Task statement:
Reproduce every entry precisely as written.

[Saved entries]
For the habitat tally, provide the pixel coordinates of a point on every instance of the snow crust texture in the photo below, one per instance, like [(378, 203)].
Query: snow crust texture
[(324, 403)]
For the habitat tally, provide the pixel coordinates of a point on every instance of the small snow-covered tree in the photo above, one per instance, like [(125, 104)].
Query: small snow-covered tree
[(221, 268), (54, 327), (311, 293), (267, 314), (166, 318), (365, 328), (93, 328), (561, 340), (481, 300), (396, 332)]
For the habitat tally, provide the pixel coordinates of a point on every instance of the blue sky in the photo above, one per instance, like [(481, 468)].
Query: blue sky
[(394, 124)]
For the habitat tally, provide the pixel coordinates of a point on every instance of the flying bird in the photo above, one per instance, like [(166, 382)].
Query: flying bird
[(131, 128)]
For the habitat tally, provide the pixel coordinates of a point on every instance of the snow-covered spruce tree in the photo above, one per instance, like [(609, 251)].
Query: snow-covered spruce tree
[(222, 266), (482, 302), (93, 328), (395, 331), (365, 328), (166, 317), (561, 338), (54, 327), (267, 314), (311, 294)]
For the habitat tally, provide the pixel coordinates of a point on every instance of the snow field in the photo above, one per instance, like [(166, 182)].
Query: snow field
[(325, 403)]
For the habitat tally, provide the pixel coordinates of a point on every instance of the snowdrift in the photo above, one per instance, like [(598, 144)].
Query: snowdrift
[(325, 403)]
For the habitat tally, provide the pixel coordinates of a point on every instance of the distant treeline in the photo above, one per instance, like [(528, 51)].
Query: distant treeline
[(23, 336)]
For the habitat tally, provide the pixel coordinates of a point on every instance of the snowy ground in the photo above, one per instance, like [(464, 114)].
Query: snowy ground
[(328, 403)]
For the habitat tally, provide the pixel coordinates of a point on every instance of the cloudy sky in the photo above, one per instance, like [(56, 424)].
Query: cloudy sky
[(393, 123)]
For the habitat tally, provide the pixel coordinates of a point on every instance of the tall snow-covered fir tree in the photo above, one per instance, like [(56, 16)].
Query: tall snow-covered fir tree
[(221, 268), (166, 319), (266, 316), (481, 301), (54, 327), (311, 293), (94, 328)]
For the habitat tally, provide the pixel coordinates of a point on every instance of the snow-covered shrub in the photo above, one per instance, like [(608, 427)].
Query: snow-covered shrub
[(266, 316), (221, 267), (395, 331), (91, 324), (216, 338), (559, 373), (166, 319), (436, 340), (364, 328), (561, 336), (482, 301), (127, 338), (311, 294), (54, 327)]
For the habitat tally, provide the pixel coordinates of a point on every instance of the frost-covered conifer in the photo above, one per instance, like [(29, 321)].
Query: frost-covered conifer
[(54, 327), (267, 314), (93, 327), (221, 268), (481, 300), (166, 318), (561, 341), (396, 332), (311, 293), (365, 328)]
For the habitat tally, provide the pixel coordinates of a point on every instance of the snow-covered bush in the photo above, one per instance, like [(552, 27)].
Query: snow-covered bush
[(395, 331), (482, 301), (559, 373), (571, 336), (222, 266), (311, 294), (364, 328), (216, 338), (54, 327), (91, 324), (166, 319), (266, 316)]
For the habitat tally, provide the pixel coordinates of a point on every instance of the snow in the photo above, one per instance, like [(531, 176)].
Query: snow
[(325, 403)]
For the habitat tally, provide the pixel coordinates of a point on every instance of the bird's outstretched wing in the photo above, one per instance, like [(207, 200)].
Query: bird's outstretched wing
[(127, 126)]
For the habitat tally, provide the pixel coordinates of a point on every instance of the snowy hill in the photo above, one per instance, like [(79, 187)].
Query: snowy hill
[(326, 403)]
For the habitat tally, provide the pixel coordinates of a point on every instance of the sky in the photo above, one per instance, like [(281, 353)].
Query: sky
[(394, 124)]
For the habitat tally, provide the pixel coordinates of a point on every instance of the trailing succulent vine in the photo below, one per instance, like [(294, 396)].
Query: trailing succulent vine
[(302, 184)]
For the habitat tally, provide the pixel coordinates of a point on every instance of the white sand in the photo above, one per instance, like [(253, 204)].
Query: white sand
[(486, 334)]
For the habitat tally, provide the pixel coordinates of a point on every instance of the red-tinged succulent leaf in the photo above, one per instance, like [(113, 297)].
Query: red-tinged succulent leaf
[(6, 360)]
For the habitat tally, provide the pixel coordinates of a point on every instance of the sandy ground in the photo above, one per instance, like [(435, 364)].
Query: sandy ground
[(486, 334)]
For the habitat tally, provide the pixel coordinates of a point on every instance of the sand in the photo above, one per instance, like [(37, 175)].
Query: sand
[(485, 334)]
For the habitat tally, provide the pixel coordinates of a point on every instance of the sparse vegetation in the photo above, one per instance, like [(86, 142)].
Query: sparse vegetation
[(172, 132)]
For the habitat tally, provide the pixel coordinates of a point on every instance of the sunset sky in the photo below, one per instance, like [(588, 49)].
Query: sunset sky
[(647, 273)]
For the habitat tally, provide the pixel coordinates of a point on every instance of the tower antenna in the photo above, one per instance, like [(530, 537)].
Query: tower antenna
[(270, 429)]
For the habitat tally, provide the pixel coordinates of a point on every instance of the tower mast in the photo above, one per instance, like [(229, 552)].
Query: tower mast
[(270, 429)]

Solution to the problem:
For the habitat tally, provide the pixel coordinates of a point on every instance of the snow crust texture in the photo below, one per instance, like [(378, 203)].
Query: snow crust texture
[(324, 403)]
For the habitat tally, provide the pixel coordinates of a point on every instance of the small snow-covered tree in the photo above, one per instance, like [(125, 104)].
Query: small snow-covered tree
[(221, 268), (54, 327), (311, 293), (267, 314), (166, 318), (365, 328), (93, 328), (561, 340), (481, 300), (396, 332)]
For the habitat tally, provide the pixel coordinates of a point on every instance of the blue sky in the photo above, one per instance, like [(481, 468)].
Query: blue sky
[(394, 124)]
For the habitat tally, provide the pixel coordinates of a point on every instance of the flying bird in the photo above, one per instance, like [(166, 382)].
Query: flying bird
[(131, 128)]
For the habitat tally, provide the pixel coordinates of a point on every instance of the snow-covered spruce tree in the photo above, one per instance, like [(609, 251)].
Query: snow-covered spruce tree
[(222, 266), (482, 302), (93, 328), (395, 331), (365, 328), (166, 317), (561, 338), (54, 327), (267, 314), (311, 294)]
For the habitat tally, provide the pixel coordinates of a point on every instance of the snow field in the photo above, one per instance, like [(166, 182)].
Query: snow field
[(325, 403)]
For the habitat tally, provide the pixel coordinates of a point on every instance of the snowdrift in the photo above, one per instance, like [(598, 144)].
Query: snowdrift
[(325, 403)]
For the habitat tally, provide the pixel coordinates of a point on every instance of the distant treeline in the photo above, one per instance, like [(528, 51)].
Query: distant treeline
[(23, 336)]
For the habitat tally, provide the pixel coordinates of a point on every instance of the snowy ground in the photo above, one per instance, like [(464, 114)].
Query: snowy ground
[(328, 403)]
For the habitat tally, provide the pixel coordinates of a point on every instance of the cloudy sky in the photo above, one per instance, like [(56, 424)].
Query: cloudy sky
[(393, 123)]
For the habitat tally, provide the pixel coordinates of a point on every instance of the tall snow-covered fir tree in the photo above, one per instance, like [(56, 16)].
Query: tall snow-covered fir tree
[(221, 268), (166, 319), (266, 316), (481, 301), (54, 327), (311, 293), (94, 328)]
For the habitat tally, provide the pixel coordinates of a point on every instance of the snow-covered shrub in the photo above, one per instance, like [(608, 427)].
Query: snow-covered shrub
[(266, 316), (221, 267), (395, 331), (91, 324), (216, 338), (559, 373), (166, 319), (436, 340), (364, 328), (561, 336), (482, 301), (127, 338), (311, 294), (54, 327)]
For the habitat tally, provide the pixel coordinates of a point on every instance of the frost-covered conifer in the photo above, one per instance, like [(29, 321)].
Query: frost-covered conifer
[(54, 327), (267, 314), (93, 327), (221, 268), (481, 300), (166, 318), (561, 341), (396, 332), (311, 293), (365, 328)]
For the habitat tally, provide the pixel coordinates of a point on every instance of the snow-covered bush in the photo above, one per instance, like [(552, 27)].
Query: snow-covered bush
[(395, 331), (482, 301), (559, 373), (571, 336), (222, 266), (311, 294), (364, 328), (216, 338), (54, 327), (91, 324), (166, 319), (266, 316)]
For the habitat tally, provide the pixel coordinates of a point on every instance of the snow in the photo above, one per instance, like [(531, 176)].
Query: snow
[(325, 403)]
For the habitat tally, provide the pixel coordinates of a point on every instance of the bird's outstretched wing in the photo above, one per instance, like [(207, 200)].
Query: bird's outstretched wing
[(127, 126)]
For the habitat tally, provide the pixel coordinates of a point on every instance of the snowy hill in the photo above, one per instance, like [(79, 187)].
Query: snowy hill
[(326, 403)]
For the habitat tally, provide the pixel coordinates of a point on every instance of the sky in the photo above, one per instance, like [(281, 353)].
Query: sky
[(394, 124)]
For the habitat tally, provide the pixel coordinates of a point on every instance of the trailing succulent vine in the photo below, one per instance, like [(294, 396)].
Query: trailing succulent vine
[(302, 184)]
For the habitat tally, provide the pixel coordinates of a point on every instance of the white sand in the photo above, one per instance, like [(253, 204)].
Query: white sand
[(486, 334)]
For the habitat tally, provide the pixel coordinates of a point on every instance of the red-tinged succulent leaf in the photo above, one per instance, like [(113, 297)].
Query: red-tinged succulent leaf
[(6, 360)]
For the habitat tally, provide the pixel coordinates of a point on every instance of the sandy ground in the photo above, one per instance, like [(435, 364)].
Query: sandy ground
[(486, 334)]
For the habitat tally, provide the pixel coordinates of a point on every instance of the sand in the photo above, one per instance, like [(37, 175)].
Query: sand
[(485, 334)]
For the habitat tally, provide the pixel coordinates of a point on every instance of the sparse vegetation in the photo above, one per instance, like [(86, 142)].
Query: sparse vegetation
[(172, 132)]
For the habitat tally, provide the pixel coordinates of a point on every instance of the sunset sky in the photo below, one per instance, like [(588, 49)].
Query: sunset sky
[(647, 273)]
For the habitat tally, provide the pixel coordinates of a point on every instance of the tower antenna in the photo above, one per instance, like [(530, 537)].
Query: tower antenna
[(270, 429)]
For the habitat tally, provide the pixel coordinates of a point on every instance of the tower mast in the photo above, one per instance, like [(229, 552)].
Query: tower mast
[(270, 429)]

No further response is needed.